If you, or anyone, is truly serious about this stuff, do what all those who have actually 'been there done that' advise - commit to a tradition which has a heavy emphasis on and support for ascetic disipline (I recommend Orthodox Christianity), find a spiritual mentor, and really really listen to what he says, and really really DO what he tells you. Enlightenment, theoria, and theosis begin with obedience and humility - all traditions agree on that.

Sincerely In Christ,

Anonymous said...

Diddo Brian in Christ.

Van Harvey said...

Joseph said..."It seems unnecessary to rush to the aid of causes, like Wal-Mart or modern machine culture, that are, in fact, not conservative in the slightest, just because moon-bats oppose them."

Joseph, it's not the Wal-Marts or modern machine culture that are a problem, or a cause I rush to aid, it is the opposition to what they represent that I rail against.

The main difference between today and any time in the past is just that today people are more free to enact themselves than they ever have been in the past. Previously people were not free to choose, and whatever you may think if a 'spiritual culture' was imposed on them, it never made it deeper than the flesh enslaved under it.

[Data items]
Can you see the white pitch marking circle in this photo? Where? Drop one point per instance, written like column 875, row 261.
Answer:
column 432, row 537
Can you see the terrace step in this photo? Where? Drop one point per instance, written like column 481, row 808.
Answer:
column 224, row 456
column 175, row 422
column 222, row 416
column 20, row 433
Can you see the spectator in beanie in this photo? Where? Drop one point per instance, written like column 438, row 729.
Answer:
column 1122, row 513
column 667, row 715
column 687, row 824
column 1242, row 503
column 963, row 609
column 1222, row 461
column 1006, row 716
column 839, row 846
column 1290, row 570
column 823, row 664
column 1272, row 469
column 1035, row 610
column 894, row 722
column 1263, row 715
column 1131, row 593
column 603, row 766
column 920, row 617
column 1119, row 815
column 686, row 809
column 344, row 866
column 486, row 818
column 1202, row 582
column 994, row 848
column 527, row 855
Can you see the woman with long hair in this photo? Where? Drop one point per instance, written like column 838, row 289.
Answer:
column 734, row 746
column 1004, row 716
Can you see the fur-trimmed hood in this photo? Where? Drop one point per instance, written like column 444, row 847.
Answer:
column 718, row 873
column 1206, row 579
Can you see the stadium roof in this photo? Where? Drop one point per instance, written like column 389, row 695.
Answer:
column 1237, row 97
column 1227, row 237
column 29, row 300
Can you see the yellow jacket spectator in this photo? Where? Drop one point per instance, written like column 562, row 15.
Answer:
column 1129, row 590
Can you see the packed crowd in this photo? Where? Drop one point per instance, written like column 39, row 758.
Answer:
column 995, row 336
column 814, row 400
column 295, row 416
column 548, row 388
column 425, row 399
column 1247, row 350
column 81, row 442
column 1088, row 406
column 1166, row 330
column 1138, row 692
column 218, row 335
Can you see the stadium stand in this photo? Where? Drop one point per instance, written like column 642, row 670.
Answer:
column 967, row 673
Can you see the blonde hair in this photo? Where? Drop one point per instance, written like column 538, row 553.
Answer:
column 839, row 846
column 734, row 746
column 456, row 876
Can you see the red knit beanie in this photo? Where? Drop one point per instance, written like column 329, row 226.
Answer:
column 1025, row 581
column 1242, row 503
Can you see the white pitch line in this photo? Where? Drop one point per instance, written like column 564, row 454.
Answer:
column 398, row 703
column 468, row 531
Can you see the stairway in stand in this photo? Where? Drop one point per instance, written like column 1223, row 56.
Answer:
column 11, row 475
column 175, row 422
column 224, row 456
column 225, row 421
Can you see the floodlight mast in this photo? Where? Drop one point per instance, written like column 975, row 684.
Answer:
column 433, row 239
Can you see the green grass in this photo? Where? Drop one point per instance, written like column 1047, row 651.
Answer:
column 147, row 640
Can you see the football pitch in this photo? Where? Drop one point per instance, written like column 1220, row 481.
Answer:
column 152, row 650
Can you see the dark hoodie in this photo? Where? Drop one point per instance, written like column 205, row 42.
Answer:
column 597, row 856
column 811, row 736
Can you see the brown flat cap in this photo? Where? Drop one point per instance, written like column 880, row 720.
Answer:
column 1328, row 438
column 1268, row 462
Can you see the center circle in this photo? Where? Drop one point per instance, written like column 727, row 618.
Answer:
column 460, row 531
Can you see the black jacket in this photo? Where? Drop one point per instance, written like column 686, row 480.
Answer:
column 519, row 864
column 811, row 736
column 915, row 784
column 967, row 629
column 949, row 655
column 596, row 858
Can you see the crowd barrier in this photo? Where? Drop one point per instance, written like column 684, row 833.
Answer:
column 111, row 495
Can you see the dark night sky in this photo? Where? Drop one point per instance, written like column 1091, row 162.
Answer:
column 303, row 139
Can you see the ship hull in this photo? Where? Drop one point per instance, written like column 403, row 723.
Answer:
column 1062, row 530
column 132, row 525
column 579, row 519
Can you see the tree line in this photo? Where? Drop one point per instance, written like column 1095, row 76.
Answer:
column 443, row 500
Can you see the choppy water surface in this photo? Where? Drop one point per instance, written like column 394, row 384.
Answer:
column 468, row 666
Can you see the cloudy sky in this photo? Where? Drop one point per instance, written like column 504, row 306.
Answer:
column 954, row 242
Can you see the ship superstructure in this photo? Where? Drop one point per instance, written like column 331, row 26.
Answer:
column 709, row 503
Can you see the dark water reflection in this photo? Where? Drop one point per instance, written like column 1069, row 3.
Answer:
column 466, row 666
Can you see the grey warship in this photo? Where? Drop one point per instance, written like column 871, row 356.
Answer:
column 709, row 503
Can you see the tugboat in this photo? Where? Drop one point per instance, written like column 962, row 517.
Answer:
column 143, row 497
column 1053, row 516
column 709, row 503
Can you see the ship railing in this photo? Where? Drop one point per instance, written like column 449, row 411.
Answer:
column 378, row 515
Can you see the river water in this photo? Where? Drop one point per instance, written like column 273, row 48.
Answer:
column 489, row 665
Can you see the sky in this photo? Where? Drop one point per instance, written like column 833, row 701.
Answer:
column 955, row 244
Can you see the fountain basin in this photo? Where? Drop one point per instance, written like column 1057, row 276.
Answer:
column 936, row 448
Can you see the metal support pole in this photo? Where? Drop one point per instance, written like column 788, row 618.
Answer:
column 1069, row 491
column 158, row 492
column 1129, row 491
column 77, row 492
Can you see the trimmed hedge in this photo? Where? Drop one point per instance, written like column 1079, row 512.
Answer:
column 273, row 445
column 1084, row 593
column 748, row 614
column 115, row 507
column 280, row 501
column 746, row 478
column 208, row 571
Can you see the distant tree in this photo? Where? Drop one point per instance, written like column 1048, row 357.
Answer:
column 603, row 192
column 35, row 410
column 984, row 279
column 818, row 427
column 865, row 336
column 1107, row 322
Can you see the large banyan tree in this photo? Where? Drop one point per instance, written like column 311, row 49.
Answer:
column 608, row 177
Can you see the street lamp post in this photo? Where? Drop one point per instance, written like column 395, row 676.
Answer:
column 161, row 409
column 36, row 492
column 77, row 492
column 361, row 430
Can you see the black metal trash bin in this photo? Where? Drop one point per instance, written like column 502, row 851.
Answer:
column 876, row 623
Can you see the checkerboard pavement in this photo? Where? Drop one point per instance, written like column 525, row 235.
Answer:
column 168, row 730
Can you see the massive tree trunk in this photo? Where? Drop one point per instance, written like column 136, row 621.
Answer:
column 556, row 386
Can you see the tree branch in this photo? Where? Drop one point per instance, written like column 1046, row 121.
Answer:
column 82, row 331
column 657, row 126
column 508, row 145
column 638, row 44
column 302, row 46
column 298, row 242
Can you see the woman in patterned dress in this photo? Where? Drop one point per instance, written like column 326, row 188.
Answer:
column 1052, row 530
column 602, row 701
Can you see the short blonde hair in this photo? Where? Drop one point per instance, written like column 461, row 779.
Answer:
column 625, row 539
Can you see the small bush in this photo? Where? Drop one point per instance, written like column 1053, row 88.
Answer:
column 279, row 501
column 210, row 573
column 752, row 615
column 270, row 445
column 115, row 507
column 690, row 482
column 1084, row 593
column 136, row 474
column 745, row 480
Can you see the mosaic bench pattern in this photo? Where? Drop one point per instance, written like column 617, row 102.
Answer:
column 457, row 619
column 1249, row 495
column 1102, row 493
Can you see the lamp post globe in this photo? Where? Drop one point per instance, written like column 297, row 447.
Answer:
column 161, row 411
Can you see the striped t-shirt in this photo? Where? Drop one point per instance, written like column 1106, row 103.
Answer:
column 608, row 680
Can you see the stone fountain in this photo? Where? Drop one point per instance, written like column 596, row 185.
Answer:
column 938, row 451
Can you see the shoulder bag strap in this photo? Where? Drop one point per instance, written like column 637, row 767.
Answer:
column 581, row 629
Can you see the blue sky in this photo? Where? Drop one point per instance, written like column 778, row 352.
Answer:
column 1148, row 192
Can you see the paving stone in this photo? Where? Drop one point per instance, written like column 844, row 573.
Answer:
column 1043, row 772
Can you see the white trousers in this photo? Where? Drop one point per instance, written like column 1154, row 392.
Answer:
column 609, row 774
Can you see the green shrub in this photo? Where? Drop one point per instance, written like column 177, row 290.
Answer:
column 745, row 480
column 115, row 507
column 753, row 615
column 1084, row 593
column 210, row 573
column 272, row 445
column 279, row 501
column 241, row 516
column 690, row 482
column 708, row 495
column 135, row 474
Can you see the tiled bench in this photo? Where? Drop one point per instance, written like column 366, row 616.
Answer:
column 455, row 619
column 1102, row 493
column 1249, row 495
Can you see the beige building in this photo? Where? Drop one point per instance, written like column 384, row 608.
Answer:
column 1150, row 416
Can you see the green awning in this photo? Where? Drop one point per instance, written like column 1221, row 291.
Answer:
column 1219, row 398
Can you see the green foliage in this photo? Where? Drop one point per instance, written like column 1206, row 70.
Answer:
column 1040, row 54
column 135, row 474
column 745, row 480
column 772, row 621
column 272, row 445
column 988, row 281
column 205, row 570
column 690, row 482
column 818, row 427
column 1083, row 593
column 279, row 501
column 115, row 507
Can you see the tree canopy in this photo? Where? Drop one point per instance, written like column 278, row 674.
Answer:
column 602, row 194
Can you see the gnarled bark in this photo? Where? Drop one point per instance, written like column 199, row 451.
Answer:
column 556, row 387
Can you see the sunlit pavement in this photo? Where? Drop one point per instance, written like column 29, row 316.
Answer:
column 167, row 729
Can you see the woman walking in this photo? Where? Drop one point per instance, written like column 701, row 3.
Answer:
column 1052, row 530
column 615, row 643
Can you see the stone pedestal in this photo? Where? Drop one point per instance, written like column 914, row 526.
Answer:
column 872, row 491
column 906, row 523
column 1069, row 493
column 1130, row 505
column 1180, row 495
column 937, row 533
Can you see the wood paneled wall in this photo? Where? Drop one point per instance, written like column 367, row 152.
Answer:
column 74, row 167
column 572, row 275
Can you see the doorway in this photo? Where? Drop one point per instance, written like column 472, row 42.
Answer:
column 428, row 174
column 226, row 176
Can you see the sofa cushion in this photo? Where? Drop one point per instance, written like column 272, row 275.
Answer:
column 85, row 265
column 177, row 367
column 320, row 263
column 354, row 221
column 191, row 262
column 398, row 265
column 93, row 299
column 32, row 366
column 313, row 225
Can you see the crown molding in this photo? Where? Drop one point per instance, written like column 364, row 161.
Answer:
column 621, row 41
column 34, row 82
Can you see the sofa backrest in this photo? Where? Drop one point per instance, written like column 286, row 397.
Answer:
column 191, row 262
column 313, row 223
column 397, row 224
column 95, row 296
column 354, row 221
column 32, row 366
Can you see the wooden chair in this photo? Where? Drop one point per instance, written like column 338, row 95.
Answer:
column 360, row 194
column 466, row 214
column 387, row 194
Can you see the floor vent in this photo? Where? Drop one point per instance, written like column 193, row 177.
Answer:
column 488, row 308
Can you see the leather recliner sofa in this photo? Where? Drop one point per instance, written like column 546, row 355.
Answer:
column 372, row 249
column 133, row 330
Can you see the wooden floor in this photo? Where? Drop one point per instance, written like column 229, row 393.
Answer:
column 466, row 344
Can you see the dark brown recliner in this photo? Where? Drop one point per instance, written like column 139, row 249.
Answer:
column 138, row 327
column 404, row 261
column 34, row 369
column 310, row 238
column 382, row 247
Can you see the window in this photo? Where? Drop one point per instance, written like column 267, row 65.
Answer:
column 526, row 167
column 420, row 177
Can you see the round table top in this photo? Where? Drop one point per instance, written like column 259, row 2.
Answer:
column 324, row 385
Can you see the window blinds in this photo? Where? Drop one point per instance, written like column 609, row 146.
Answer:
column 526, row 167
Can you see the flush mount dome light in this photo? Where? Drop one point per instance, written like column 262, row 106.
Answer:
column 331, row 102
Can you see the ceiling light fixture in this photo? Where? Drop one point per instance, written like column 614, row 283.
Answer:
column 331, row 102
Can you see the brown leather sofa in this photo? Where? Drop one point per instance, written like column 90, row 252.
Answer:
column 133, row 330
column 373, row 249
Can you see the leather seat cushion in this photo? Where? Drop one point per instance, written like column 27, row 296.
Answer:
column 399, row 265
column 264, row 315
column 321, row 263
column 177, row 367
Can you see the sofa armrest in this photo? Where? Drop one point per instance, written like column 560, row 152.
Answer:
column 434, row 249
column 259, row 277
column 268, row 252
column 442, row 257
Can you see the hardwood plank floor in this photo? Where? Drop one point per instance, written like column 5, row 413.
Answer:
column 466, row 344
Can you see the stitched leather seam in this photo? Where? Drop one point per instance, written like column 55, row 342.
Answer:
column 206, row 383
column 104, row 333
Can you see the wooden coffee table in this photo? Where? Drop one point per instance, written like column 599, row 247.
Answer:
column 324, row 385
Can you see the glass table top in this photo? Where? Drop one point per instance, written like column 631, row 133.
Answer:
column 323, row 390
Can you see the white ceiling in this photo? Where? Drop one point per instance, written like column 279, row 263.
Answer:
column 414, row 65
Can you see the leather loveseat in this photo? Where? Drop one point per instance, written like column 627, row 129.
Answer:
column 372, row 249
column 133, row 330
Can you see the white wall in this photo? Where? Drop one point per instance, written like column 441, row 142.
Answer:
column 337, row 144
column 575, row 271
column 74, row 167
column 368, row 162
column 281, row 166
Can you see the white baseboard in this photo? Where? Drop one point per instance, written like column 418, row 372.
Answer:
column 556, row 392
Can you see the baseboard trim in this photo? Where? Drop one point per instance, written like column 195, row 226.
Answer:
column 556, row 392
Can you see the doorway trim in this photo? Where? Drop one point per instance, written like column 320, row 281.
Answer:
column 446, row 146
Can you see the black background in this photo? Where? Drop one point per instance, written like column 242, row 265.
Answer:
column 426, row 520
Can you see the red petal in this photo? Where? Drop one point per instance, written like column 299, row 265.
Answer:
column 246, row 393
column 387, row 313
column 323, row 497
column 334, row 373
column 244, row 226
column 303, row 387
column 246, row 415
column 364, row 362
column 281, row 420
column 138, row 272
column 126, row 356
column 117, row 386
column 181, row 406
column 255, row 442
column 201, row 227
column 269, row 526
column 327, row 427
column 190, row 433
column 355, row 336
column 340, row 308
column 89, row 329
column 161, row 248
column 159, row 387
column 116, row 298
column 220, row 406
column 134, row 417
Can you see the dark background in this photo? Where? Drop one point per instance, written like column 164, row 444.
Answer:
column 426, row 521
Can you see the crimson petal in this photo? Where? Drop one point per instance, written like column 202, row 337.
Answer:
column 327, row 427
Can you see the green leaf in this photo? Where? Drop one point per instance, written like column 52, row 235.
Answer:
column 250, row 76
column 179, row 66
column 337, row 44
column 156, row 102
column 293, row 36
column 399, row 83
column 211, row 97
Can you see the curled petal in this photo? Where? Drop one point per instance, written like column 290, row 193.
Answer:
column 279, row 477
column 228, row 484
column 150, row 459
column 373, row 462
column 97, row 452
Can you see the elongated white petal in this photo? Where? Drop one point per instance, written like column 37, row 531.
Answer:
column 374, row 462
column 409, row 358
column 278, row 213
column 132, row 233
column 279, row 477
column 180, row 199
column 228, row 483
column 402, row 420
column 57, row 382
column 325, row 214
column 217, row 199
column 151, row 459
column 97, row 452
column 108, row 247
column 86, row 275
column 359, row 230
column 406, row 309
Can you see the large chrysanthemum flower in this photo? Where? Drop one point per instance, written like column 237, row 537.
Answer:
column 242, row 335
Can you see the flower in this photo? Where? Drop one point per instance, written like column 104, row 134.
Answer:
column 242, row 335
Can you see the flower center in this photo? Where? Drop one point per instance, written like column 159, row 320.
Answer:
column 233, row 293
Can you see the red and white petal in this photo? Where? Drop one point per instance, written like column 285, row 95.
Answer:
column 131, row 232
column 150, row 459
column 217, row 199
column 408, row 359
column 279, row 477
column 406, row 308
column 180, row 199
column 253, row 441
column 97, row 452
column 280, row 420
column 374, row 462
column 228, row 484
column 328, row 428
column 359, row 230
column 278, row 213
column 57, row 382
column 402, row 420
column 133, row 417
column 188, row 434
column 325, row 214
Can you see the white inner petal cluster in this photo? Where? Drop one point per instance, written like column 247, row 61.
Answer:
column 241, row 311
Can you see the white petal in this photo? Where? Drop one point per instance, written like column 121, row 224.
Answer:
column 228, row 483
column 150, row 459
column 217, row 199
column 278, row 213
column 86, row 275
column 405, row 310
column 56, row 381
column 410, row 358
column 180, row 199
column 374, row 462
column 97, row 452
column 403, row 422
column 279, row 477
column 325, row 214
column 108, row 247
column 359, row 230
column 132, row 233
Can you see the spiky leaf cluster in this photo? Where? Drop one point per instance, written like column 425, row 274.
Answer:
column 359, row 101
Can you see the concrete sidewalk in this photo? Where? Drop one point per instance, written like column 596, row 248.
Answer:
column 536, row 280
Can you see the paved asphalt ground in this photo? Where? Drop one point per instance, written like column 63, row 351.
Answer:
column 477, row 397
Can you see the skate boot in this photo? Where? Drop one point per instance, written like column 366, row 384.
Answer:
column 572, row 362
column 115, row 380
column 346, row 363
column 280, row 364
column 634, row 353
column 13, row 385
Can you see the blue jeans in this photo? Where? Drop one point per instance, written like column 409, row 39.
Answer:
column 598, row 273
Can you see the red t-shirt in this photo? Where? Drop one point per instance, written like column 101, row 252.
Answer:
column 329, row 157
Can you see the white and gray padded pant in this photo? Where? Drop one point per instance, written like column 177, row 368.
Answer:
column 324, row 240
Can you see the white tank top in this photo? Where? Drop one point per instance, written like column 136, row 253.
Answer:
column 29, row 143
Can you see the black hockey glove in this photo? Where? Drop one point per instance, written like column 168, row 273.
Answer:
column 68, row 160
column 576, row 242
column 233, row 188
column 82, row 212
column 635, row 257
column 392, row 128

Exercise instructions:
Rewrite the stretch of the comment thread from "Diddo Brian in" through "I rail against.", switching "machine culture" to "industrial culture" everywhere it appears. The material shown above is separate from the comment thread.

Answer to this task:
Diddo Brian in Christ.

Van Harvey said...

Joseph said..."It seems unnecessary to rush to the aid of causes, like Wal-Mart or modern industrial culture, that are, in fact, not conservative in the slightest, just because moon-bats oppose them."

Joseph, it's not the Wal-Marts or modern industrial culture that are a problem, or a cause I rush to aid, it is the opposition to what they represent that I rail against.